**Page:**
□ □ □ □

Big Data Storage & Backup Solutions: On-premises & Cloud-based

Big Data is defined as “High volume, -velocity and variety information assets that demand cost-effective, innovative forms of information processing for enhanced insight and decision making.”

Regardless of the industry, enterprises rely on data and cannot tolerate data loss; this goes without saying about Enterprise Big Data as well. The acquisition of efficient and cost effective storage and backup solutions for big data can reinforce and improve enterprise productivity and profitability.  

Big data storage requires capacity and processing capabilities able to support IOPS intensive workloads. There are several storage solutions poised to address big data storage requirements. They comprise of on-premises solutions, cloud based solutions and a combination of both in the form of Hybrid Storage Solutions.

Which storage solution is the best for your enterprise? That depends on your enterprise data requirements. Each enterprise has unique data storage requirements. This implies that in terms of data storage solutions; a single solution cannot effectively address all kinds of enterprise data storage requirements. In other words, one shoe doesn’t fit all.

On-premises Big Data Storage

There are a number of choices for On-premises Big Data Storage:

The perfect solution as mentioned earlier depends on the enterprise data requirements.

□ □ □ □

**Stated problem 1:**
Give the lines of the listing as a Markdown table with the columns Row and Listing line, leaving out blank lines. Start with the line containing "Keypoint placement for each instance of the parked" and go on through the last line of the listing.

□ □ □ □

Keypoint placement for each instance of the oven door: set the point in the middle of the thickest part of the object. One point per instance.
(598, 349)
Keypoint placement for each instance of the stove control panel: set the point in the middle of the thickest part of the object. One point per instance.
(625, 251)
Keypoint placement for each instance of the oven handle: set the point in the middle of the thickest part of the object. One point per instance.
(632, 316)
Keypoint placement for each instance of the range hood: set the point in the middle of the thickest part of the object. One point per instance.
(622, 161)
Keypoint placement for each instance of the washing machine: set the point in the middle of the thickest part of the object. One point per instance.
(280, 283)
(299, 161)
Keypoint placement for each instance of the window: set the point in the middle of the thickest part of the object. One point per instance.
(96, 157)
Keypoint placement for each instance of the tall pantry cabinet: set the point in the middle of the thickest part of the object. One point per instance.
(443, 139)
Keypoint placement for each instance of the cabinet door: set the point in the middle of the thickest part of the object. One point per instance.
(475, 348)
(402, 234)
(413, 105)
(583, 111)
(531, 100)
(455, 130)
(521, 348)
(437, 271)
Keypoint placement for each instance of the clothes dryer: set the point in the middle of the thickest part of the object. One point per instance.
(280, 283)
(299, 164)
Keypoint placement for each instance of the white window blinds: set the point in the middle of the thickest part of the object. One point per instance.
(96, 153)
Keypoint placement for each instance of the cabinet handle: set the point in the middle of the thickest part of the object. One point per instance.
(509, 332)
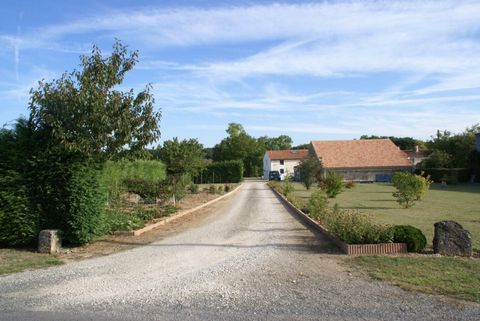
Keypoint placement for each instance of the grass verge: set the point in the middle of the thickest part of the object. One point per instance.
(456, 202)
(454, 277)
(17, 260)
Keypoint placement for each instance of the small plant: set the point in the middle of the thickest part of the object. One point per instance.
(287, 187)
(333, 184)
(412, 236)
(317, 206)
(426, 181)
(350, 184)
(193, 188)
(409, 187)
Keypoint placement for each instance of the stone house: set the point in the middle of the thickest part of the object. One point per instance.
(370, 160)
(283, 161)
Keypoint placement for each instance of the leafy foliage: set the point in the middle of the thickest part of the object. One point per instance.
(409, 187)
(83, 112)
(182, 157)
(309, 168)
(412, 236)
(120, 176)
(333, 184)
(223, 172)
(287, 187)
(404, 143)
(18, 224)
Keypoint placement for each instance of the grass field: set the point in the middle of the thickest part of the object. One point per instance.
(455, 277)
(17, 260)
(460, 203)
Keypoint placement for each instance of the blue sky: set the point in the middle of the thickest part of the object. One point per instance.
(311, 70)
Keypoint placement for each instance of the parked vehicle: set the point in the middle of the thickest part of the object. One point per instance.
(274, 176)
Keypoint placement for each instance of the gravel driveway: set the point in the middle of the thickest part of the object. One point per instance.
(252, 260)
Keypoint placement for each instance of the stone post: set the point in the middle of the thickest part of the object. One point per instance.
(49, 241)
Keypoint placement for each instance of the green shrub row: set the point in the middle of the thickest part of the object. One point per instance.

□ □ □ □

**Stated problem 2:**
Write out the entire big data storage page word for word.

**Worked solution 1:**
| Row | Listing line |
|---|---|
| 1 | Keypoint placement for each instance of the parked vehicle: set the point in the middle of the thickest part of the object. One point per instance. |
| 2 | (274, 176) |
| 3 | Keypoint placement for each instance of the gravel driveway: set the point in the middle of the thickest part of the object. One point per instance. |
| 4 | (252, 260) |
| 5 | Keypoint placement for each instance of the stone post: set the point in the middle of the thickest part of the object. One point per instance. |
| 6 | (49, 241) |
| 7 | Keypoint placement for each instance of the green shrub row: set the point in the middle of the thickest part of the object. One point per instance. |

**Worked solution 2:**
Big Data Storage & Backup Solutions: On-premises & Cloud-based

Big Data is defined as “High volume, -velocity and variety information assets that demand cost-effective, innovative forms of information processing for enhanced insight and decision making.”

Regardless of the industry, enterprises rely on data and cannot tolerate data loss; this goes without saying about Enterprise Big Data as well. The acquisition of efficient and cost effective storage and backup solutions for big data can reinforce and improve enterprise productivity and profitability.  

Big data storage requires capacity and processing capabilities able to support IOPS intensive workloads. There are several storage solutions poised to address big data storage requirements. They comprise of on-premises solutions, cloud based solutions and a combination of both in the form of Hybrid Storage Solutions.

Which storage solution is the best for your enterprise? That depends on your enterprise data requirements. Each enterprise has unique data storage requirements. This implies that in terms of data storage solutions; a single solution cannot effectively address all kinds of enterprise data storage requirements. In other words, one shoe doesn’t fit all.

On-premises Big Data Storage

There are a number of choices for On-premises Big Data Storage:

The perfect solution as mentioned earlier depends on the enterprise data requirements.